QUESTIONS TO ANSWER -
1. Print the part of the gluten-free prescribing announcement starting with "Norfolk reported no" and going on through "on NHS prescription.".
2. According to the gluten-free prescribing announcement, since when have gluten-free foods been given on prescription to patients with gluten sensitivity?

TEXT BLOCK -
The Department of Health is today (31st March 2017) launching a consultation seeking views on the prescribing of gluten-free foods, in a bid to save the NHS millions each year.
This follows on from NHS England’s announcement this week of new guidance on the prescription of low value items such as travel vaccines, painkillers, and gluten-free foods.
The consultation will consider ending the prescription of all gluten-free foods in primary care – with estimates suggesting this could save £25.7 million a year for the health service. An additional £10 million could be saved through patients no longer needing to attend GP appointments in order to get their gluten-free (GF) prescriptions.
Currently, staple gluten-free foods such as bread, flour and pasta are available on prescription to patients diagnosed with gluten sensitivity. Gluten-free foods have been given on prescription to these patients since the late 1960s when it was less easy to buy them.
But gluten-free foods are now sold in many supermarkets and a wider range of naturally GF food types are available. It’s therefore much easier now than it was in the 1960s for patients with gluten sensitivity to eat a healthy, balanced diet.
Evidence from Clinical Commissioning Groups (CCGs) has also shown that the NHS pays much more than the consumer for the same gluten-free products.
Health minister, Lord O’Shaughnessy said:
The NHS is one of the most efficient health services in the world, but we need to do more to ensure we get the best possible value for taxpayers’ money. Changing the way we prescribe gluten-free food could make an important contribution to saving the NHS millions of pounds a year.
Many Clinical Commissioning Groups have already stopped providing gluten free foods on prescription. Norwich and North Norfolk CCGs decided to end prescribing of GF foods, except in exceptional circumstances. Spend on gluten-free prescribing plummeted from £400,000 in 2015/16, to just £21,000, freeing up this money to be invested in other patient treatments.
Norfolk reported no negative feedback on the decision, with their patients saying they didn’t have any problems accessing gluten-free foods since the ceasing of prescriptions. The decision in Norfolk was also well received by GPs, and by members of the public, who were often surprised to hear that gluten-free food had ever been available on NHS prescription.
Differing approaches to prescribing GF foods has been creating variation across CCGs. We are consulting on a new, national approach, creating consistency in gluten-free prescribing across the country.
Julie Wood, Chief Executive of NHS Clinical Commissioners, has backed the decision, saying:
NHSCC welcomes the DH consultation on the provision of gluten-free products on NHS prescriptions. It is right that we look at how we spend the NHS pound most effectively and efficiently to get the right outcome for patients, and of course we must take into account the views of patients and our population as we do that. Taking a look at this nationally will mean there is a consistent approach for patients and we can address some of the variation on how the NHS budget is spent.
NHS England have also supported the decision to consult. A spokesperson said:
We agree that the time is right to consider this area of prescribing given the changes in the market for gluten-free foods, which are now readily available in supermarkets across the country, and in light of the need to ensure we spend every penny of NHS money wisely.

RECORD SET -

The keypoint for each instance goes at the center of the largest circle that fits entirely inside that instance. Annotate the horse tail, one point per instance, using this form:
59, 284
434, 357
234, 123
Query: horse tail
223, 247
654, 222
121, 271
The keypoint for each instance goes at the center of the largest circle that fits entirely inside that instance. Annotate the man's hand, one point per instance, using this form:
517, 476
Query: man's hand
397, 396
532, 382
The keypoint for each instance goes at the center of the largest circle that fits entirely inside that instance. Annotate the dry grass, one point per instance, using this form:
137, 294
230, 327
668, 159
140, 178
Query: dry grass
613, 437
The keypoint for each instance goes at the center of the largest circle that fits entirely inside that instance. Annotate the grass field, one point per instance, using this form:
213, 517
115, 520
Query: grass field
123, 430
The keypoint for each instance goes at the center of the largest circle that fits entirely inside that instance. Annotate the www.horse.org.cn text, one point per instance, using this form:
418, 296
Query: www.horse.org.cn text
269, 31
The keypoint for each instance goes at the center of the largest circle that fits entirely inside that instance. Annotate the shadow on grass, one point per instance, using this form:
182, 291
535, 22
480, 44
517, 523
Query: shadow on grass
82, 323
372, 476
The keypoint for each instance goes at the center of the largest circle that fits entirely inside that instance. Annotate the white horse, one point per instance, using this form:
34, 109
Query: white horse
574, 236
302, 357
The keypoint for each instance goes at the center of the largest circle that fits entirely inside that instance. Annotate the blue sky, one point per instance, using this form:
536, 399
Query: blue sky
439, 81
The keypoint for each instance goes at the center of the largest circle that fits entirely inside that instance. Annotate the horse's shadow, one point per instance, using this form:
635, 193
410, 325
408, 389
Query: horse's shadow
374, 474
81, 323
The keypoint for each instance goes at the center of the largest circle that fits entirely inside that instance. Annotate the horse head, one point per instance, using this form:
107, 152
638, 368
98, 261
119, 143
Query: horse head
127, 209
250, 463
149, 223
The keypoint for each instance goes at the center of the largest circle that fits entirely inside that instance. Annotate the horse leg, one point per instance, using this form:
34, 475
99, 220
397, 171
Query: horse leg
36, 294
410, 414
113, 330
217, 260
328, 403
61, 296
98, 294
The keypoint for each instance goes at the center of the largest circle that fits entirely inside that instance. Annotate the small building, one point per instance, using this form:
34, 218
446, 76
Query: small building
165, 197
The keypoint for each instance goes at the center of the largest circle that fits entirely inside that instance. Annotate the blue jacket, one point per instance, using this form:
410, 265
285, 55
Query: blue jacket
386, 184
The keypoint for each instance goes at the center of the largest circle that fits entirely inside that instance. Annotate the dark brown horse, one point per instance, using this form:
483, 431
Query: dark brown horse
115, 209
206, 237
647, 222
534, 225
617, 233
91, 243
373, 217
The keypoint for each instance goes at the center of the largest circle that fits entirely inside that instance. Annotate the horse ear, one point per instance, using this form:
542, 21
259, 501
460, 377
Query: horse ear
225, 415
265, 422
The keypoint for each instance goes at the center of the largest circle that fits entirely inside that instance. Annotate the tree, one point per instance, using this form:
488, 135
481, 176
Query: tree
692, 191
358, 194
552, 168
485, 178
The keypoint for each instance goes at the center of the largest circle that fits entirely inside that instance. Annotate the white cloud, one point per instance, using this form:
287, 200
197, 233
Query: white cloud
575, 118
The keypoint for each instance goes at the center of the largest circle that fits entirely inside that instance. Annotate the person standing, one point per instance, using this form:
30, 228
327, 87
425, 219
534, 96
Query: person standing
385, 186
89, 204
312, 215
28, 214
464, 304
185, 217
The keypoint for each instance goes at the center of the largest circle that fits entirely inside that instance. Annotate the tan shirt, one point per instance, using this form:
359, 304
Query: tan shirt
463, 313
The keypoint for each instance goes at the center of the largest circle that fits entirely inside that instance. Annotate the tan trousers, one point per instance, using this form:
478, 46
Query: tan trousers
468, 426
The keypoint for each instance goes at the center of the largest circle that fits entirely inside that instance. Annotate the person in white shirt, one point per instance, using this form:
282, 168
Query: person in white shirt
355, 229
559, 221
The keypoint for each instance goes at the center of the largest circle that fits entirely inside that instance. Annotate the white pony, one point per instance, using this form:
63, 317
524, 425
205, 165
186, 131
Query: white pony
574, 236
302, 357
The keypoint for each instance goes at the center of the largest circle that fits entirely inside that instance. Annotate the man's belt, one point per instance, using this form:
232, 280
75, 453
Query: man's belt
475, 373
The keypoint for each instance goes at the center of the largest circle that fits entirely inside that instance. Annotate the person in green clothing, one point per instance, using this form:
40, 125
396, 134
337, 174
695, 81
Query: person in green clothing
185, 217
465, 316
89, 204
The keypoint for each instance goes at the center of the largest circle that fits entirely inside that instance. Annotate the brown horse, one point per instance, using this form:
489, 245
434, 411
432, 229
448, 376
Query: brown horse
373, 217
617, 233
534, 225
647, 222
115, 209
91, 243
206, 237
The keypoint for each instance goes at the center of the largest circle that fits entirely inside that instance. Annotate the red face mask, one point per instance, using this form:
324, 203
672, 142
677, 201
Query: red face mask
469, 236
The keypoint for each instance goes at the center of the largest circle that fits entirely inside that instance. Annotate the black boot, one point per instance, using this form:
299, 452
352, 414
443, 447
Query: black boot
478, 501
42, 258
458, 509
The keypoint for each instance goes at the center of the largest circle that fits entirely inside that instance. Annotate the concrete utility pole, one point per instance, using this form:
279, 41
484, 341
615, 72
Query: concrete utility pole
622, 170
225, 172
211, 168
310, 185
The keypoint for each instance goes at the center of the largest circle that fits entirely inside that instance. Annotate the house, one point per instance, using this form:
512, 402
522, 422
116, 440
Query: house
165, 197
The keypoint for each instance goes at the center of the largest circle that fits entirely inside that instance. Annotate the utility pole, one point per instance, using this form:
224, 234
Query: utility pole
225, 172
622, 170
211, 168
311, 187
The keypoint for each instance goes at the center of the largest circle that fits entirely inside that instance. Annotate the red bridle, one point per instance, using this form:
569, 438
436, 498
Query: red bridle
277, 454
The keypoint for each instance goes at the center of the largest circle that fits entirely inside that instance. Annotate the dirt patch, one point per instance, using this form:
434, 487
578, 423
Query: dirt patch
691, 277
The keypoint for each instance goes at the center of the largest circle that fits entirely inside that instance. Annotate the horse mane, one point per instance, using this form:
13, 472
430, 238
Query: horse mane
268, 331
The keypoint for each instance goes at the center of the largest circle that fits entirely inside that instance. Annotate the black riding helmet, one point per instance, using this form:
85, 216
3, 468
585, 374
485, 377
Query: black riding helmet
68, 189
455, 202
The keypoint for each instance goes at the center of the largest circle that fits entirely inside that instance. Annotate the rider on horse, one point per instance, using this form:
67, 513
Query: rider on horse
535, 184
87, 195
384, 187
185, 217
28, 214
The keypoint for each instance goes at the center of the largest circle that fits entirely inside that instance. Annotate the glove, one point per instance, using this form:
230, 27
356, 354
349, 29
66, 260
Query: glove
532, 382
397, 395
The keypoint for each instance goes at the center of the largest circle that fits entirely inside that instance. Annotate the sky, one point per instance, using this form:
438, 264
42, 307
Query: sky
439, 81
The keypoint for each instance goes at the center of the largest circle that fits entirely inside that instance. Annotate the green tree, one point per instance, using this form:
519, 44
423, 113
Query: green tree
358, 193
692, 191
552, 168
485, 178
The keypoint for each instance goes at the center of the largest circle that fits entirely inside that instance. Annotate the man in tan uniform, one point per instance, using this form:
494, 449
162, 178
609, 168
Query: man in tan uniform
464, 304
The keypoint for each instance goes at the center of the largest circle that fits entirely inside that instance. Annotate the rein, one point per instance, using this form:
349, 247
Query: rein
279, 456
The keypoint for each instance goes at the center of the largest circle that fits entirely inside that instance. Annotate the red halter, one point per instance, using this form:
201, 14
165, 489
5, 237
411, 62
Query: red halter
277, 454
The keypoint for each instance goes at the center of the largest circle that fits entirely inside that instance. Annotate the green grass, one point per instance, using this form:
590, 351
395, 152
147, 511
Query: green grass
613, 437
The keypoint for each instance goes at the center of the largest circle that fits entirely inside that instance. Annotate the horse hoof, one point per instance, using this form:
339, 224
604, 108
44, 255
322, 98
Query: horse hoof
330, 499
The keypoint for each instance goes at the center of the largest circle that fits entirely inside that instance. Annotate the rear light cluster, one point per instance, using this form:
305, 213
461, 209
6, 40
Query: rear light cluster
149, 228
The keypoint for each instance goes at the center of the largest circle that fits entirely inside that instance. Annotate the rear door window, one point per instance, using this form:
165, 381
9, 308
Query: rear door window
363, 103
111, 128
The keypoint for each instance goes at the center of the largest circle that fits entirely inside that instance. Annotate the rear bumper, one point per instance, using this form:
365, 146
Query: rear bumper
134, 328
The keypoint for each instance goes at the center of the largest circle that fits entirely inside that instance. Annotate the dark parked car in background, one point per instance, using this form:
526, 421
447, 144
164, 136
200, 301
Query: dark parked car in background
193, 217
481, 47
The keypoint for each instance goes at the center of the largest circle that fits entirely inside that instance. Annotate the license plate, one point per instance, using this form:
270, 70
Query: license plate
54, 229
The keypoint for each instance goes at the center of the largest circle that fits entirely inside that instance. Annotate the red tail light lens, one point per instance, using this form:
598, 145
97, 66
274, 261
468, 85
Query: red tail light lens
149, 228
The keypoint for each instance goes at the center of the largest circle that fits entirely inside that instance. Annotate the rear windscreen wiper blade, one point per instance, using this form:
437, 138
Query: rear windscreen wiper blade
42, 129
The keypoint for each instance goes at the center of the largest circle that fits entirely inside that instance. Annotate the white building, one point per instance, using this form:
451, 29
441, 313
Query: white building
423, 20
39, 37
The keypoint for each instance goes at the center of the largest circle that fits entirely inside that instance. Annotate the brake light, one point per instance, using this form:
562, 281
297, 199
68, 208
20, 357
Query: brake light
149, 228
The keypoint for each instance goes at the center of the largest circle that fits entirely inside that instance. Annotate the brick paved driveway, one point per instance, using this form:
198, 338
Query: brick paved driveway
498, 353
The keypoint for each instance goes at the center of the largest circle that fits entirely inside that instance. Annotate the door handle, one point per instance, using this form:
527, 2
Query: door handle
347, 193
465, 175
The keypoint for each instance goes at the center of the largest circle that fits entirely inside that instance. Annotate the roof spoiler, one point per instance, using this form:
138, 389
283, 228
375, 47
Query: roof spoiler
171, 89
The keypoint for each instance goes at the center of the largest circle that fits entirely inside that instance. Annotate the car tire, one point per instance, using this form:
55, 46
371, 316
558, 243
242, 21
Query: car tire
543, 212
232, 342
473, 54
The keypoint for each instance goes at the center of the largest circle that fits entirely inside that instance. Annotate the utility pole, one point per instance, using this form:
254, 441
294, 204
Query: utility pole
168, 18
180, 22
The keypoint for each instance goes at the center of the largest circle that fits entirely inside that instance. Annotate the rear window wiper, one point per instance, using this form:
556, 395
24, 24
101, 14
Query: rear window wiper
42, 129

WRITTEN ANSWERS -
1.
Norfolk reported no negative feedback on the decision, with their patients saying they didn’t have any problems accessing gluten-free foods since the ceasing of prescriptions. The decision in Norfolk was also well received by GPs, and by members of the public, who were often surprised to hear that gluten-free food had ever been available on NHS prescription.

2. Since the late 1960s.